━━━ RECORDS FOR PROCESSING
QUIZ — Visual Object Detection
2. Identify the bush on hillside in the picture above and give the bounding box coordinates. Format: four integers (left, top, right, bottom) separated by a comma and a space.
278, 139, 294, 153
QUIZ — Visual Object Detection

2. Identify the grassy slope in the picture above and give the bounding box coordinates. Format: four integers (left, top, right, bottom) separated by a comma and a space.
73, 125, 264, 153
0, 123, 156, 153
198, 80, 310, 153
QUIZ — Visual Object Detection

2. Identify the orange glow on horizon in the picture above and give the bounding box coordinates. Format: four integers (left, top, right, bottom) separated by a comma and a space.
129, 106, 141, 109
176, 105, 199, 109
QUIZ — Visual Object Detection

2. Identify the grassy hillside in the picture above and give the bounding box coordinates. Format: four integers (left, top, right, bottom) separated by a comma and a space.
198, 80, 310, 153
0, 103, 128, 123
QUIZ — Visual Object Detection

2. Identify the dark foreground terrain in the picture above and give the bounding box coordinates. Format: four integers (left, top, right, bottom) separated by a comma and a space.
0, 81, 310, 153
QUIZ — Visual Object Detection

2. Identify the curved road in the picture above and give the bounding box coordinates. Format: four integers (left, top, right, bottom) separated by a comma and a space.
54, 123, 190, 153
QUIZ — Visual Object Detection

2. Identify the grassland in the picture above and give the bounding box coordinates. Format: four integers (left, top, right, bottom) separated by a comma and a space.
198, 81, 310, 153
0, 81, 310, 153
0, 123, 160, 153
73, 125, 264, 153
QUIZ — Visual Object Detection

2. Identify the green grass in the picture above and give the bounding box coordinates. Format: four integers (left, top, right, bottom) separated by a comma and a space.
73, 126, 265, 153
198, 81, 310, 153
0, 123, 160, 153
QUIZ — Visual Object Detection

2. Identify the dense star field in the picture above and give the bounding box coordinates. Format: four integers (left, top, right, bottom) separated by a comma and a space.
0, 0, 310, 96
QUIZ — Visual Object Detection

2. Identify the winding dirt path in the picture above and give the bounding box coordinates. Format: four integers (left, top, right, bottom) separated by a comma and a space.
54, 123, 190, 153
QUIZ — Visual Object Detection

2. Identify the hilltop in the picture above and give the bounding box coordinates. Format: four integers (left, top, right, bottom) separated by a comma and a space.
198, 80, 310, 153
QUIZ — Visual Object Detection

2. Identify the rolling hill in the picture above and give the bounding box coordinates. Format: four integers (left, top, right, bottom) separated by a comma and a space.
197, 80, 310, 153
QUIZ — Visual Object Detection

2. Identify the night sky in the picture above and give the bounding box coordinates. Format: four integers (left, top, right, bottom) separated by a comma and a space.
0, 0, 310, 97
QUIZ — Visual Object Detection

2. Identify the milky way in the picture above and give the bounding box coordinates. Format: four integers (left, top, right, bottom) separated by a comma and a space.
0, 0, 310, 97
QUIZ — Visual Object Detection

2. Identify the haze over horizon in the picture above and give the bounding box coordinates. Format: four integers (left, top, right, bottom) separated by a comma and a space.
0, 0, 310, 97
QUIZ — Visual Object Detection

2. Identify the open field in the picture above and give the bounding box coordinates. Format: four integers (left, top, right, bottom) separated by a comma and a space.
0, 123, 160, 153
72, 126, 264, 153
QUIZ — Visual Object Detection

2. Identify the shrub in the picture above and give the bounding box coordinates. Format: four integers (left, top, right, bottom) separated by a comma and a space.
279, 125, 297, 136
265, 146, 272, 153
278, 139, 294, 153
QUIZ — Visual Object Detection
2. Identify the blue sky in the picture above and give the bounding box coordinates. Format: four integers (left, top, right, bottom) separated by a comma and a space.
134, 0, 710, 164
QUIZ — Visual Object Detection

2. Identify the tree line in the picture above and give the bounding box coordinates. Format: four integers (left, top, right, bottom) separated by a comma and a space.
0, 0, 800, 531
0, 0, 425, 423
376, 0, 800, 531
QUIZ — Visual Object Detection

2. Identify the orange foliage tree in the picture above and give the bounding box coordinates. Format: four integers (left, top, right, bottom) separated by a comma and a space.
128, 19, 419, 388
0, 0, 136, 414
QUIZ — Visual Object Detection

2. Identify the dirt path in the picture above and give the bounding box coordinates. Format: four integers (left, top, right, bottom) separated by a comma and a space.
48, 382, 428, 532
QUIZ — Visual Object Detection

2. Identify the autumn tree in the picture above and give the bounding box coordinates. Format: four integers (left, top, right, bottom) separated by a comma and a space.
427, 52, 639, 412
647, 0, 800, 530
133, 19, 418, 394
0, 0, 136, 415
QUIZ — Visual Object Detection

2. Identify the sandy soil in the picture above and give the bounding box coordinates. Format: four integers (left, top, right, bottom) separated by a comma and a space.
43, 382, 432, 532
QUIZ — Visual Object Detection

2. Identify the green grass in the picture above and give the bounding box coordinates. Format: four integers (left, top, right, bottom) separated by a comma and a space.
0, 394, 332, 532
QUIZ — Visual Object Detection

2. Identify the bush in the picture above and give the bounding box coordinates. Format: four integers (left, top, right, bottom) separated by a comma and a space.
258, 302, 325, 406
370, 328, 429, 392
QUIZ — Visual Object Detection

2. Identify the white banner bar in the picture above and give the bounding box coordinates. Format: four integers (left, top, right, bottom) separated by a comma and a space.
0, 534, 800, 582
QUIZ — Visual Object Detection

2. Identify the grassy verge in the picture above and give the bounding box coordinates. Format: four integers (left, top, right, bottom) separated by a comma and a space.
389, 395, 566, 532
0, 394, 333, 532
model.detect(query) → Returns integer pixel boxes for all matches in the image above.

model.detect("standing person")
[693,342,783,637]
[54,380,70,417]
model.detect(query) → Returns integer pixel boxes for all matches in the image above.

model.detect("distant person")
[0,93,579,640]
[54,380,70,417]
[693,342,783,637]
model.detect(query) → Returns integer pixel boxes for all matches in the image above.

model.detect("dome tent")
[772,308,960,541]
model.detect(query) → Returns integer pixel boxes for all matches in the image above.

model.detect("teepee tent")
━━━━━━
§ **WORK INSTRUCTIONS**
Show every line of the listing above that contains the word "hillside".

§ **REPLY**
2. Identify the bush on hillside in the picture above and give the bounding box coordinates. Format: four integers (left, top, right, bottom) separated by a comma and a space.
2. Identify the grassy hillside in the picture above and give the bounding box coordinates. Format: four integers (left, top, right, bottom) separated by a comma and a space.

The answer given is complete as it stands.